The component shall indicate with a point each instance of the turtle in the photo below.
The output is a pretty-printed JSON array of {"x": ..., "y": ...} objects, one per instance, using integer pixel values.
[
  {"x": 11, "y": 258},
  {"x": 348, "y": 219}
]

Job: Reproduce the material above verbatim, line for line.

Answer to the problem:
The component shall indicate with a point each instance of the turtle in the photo below.
The output is a pretty-printed JSON array of {"x": ..., "y": ...} objects, one per instance, using integer pixel values.
[
  {"x": 11, "y": 258},
  {"x": 348, "y": 219}
]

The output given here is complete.